> _Work to do_
In full and without alteration, repeat the material.

> _Point-based annotation data_
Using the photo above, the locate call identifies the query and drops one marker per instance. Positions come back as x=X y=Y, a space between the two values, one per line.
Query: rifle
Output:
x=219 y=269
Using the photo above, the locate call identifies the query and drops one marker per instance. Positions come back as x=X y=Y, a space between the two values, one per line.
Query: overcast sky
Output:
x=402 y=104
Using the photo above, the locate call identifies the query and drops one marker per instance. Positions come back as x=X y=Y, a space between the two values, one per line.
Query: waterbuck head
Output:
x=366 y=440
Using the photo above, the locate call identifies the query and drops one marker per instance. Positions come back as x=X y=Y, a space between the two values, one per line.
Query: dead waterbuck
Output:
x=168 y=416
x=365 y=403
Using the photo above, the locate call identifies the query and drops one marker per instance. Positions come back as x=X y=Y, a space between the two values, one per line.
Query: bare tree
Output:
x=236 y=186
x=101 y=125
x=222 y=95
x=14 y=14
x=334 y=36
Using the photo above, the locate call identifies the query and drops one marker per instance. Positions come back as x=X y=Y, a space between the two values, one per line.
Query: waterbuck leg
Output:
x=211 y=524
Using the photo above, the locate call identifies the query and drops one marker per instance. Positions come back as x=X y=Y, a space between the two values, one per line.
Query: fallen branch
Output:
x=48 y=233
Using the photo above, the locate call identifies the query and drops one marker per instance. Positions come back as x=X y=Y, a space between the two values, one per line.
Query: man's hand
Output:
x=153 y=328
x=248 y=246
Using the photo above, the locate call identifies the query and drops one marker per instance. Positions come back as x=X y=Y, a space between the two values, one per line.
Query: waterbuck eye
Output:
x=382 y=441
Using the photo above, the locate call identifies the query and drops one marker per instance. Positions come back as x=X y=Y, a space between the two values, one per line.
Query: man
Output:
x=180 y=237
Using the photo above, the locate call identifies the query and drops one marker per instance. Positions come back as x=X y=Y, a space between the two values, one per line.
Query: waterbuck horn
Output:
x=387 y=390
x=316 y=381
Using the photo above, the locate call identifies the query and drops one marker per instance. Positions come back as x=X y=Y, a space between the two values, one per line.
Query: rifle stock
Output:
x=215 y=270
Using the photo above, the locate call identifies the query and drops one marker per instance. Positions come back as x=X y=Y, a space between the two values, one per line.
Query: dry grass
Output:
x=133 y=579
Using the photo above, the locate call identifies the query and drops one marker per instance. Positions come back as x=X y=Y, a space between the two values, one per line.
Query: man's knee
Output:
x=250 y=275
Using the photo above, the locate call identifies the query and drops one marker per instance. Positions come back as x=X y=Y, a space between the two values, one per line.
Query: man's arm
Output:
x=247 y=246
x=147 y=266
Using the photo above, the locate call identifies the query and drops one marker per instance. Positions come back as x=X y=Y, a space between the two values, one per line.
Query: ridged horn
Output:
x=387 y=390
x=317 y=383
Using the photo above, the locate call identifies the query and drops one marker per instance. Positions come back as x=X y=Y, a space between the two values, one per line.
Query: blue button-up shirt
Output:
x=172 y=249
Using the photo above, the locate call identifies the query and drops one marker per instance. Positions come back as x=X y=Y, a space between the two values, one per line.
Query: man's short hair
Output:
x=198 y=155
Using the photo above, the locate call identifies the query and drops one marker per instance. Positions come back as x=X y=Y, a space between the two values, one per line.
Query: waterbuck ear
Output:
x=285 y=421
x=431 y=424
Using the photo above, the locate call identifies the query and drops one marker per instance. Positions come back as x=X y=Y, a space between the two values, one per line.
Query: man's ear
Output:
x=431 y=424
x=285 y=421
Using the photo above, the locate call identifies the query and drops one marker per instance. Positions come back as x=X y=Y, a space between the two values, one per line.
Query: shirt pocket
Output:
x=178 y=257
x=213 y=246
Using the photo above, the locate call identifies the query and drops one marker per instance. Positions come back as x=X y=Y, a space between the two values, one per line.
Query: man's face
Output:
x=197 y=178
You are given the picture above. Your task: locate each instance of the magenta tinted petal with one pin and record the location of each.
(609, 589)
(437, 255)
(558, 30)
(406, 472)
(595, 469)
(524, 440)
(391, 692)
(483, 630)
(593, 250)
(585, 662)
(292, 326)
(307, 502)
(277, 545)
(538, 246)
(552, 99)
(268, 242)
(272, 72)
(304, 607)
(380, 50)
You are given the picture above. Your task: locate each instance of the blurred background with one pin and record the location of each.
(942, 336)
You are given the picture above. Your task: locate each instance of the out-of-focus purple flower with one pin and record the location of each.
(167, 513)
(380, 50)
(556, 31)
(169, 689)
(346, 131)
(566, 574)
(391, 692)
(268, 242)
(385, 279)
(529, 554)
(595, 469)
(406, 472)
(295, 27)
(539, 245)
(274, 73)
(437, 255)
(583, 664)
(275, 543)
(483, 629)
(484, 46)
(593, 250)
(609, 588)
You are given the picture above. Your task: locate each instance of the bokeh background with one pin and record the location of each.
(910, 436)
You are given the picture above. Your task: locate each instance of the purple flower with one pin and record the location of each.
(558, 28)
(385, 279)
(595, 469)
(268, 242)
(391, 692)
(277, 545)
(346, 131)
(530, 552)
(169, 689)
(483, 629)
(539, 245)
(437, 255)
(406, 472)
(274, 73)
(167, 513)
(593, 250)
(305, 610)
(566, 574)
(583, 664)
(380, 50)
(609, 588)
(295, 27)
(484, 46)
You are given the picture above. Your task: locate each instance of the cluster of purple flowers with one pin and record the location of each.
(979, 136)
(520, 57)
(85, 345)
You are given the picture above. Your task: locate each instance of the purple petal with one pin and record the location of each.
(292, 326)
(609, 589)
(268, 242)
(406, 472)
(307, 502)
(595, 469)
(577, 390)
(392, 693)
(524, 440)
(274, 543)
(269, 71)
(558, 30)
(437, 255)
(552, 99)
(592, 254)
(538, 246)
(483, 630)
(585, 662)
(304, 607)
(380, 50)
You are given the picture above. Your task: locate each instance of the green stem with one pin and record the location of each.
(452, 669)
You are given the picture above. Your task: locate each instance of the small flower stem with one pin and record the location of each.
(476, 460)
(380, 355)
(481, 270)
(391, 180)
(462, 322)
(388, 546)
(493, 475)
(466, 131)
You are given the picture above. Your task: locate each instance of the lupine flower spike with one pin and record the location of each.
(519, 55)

> _Expected answer_
Using the photo above, the locate call identifies the query and drops one marker per instance. Positions come back as x=X y=Y, a space between the two values, one per line.
Query: rifle
Output:
x=219 y=269
Using the photo above, the locate call identifies the query and drops one marker per instance. Positions come back as x=X y=Y, a space between the two values, one per line.
Query: overcast sky
Output:
x=402 y=104
Using the photo above, the locate call identifies the query and drops one marker per instance. Positions come back as x=X y=Y, a space between the two values, one per line.
Query: waterbuck head
Output:
x=366 y=440
Using the photo above, the locate call identifies the query and drops one marker per instance. Positions come back as x=X y=Y, a space between the two values, one per line.
Query: dead waterbuck
Output:
x=168 y=416
x=365 y=403
Using the photo above, the locate call identifies the query and drops one marker per instance. Positions come back as x=X y=Y, a space between the two values, one per line.
Query: bare tree
Output:
x=236 y=186
x=101 y=125
x=222 y=95
x=14 y=14
x=334 y=36
Using the photo above, the locate call identifies the query and drops one marker per instance. Positions come back as x=X y=Y, a space between the two values, one per line.
Query: waterbuck leg
Output:
x=211 y=524
Using the photo above, the locate call identifies the query and drops one marker per instance. Positions come back as x=X y=Y, a space between the two values, one per line.
Query: fallen branch
Output:
x=48 y=233
Using the photo above, the locate call identifies the query and drops one marker per instance. Positions come back as x=X y=Y, a space between the two values, one per line.
Query: man's hand
Output:
x=153 y=328
x=248 y=246
Using the photo above, the locate call identifies the query and drops one marker per instance. Positions come back as x=X y=Y, a space between the two values, one per line.
Query: waterbuck eye
Output:
x=382 y=441
Using the photo above, the locate call identifies the query and drops one marker per instance. Positions come back as x=X y=Y, a space between the two values, one per line.
Query: man
Output:
x=180 y=237
Using the photo above, the locate call identifies the query and drops one marker per instance. Positions come back as x=X y=Y, a space between the two values, one per line.
Query: waterbuck horn
Output:
x=387 y=390
x=316 y=381
Using the photo above, the locate call identifies the query and drops one marker per instance. Positions come back as x=X y=Y, a space between the two values, one per line.
Query: rifle stock
Output:
x=215 y=270
Using the photo above, the locate call identifies the query and drops one marker per instance. Positions come back as x=X y=Y, a space between the two values, one per line.
Query: dry grass
Output:
x=133 y=579
Using the photo above, the locate call identifies the query and drops one marker per instance. Positions come back as x=X y=Y, a space between the two values, one per line.
Query: man's knee
Output:
x=250 y=275
Using the photo above, the locate call identifies the query and drops one marker per instance. Positions come back as x=X y=Y, a space between the two values, one per line.
Query: man's arm
Output:
x=247 y=246
x=147 y=266
Using the photo above, the locate call identifies the query and drops one marker per instance. Positions come back as x=X y=Y, a space between the two values, one per line.
Query: ridged horn
Output:
x=387 y=390
x=317 y=383
Using the photo above, the locate call identifies the query and drops one marker per instance. Positions come back as x=X y=Y, a space between the two values, one per line.
Query: blue button-up shirt
Output:
x=172 y=249
Using the photo above, the locate call identifies the query and drops one marker per instance. Positions come back as x=X y=Y, a space between the two values, one per line.
Query: man's short hair
Output:
x=198 y=155
Using the photo above, the locate call identifies the query and drops one marker per instance. Positions come back as x=X y=Y, a space between the two values, one per line.
Query: waterbuck ear
Output:
x=285 y=421
x=431 y=424
Using the photo above, the locate call identifies the query and drops one marker per instance. Positions come back as x=X y=Y, a space between the two values, one per line.
Query: man's ear
Output:
x=431 y=424
x=285 y=421
Using the photo above, the locate call identifies the query and drops one marker per instance. Positions come back as x=X y=Y, a space between the two values, one per line.
Query: shirt pocket
Output:
x=178 y=257
x=213 y=246
Using the photo above, the locate call identifies the query and drops one marker per instance. Positions come back as x=X y=Y, a space between the two values, one per line.
Query: man's face
Output:
x=197 y=178
You are given the picture above. Your task: locate each instance of the magenta tinted petal with one pin and record the location of each.
(609, 589)
(437, 255)
(558, 30)
(406, 472)
(595, 469)
(524, 440)
(391, 692)
(483, 630)
(593, 250)
(585, 662)
(292, 326)
(307, 502)
(277, 545)
(538, 246)
(552, 99)
(268, 242)
(272, 72)
(304, 607)
(380, 50)
You are given the picture above. Your task: locate each instance of the blurred background with one pin and record the location of each.
(942, 336)
You are given the picture above. Your task: locate each instance of the out-of-focus purple flower with one pin and record the location of each.
(167, 513)
(380, 50)
(556, 31)
(169, 689)
(346, 131)
(566, 574)
(391, 692)
(268, 242)
(385, 279)
(529, 554)
(595, 469)
(406, 472)
(295, 27)
(539, 245)
(274, 73)
(437, 255)
(583, 664)
(275, 543)
(483, 629)
(484, 46)
(593, 250)
(609, 588)
You are given the picture above. Your task: locate each instance of the bokeh background with one pin and record the location of each.
(910, 436)
You are given the picture above. Your task: locate each instance of the purple flower with one pin and record the location of each.
(558, 28)
(385, 279)
(595, 469)
(268, 242)
(391, 692)
(277, 545)
(346, 131)
(530, 552)
(169, 689)
(483, 629)
(539, 245)
(437, 255)
(406, 472)
(274, 73)
(167, 513)
(593, 250)
(305, 610)
(566, 574)
(583, 664)
(380, 50)
(609, 588)
(295, 27)
(484, 46)
You are given the picture above. Your task: locate each instance of the cluster of purple flowers with one pin and record the location of each.
(979, 136)
(520, 57)
(85, 345)
You are given the picture above. Your task: locate each instance of the purple petal with one pin and record the location of each.
(292, 326)
(609, 589)
(268, 242)
(406, 472)
(307, 502)
(595, 469)
(577, 390)
(392, 693)
(524, 440)
(274, 543)
(269, 71)
(558, 30)
(437, 255)
(552, 99)
(592, 254)
(538, 246)
(483, 630)
(585, 662)
(304, 607)
(380, 50)
You are given the picture above. Your task: locate each instance of the green stem with one pin and record the location of each.
(452, 669)
You are given the picture above. Your task: locate each instance of the small flower stem with one pin and record the location of each.
(476, 460)
(380, 355)
(481, 270)
(391, 180)
(462, 322)
(388, 546)
(493, 475)
(466, 131)
You are given the picture above. Your task: locate each instance of the lupine flower spike with one pin and record the location of each.
(519, 55)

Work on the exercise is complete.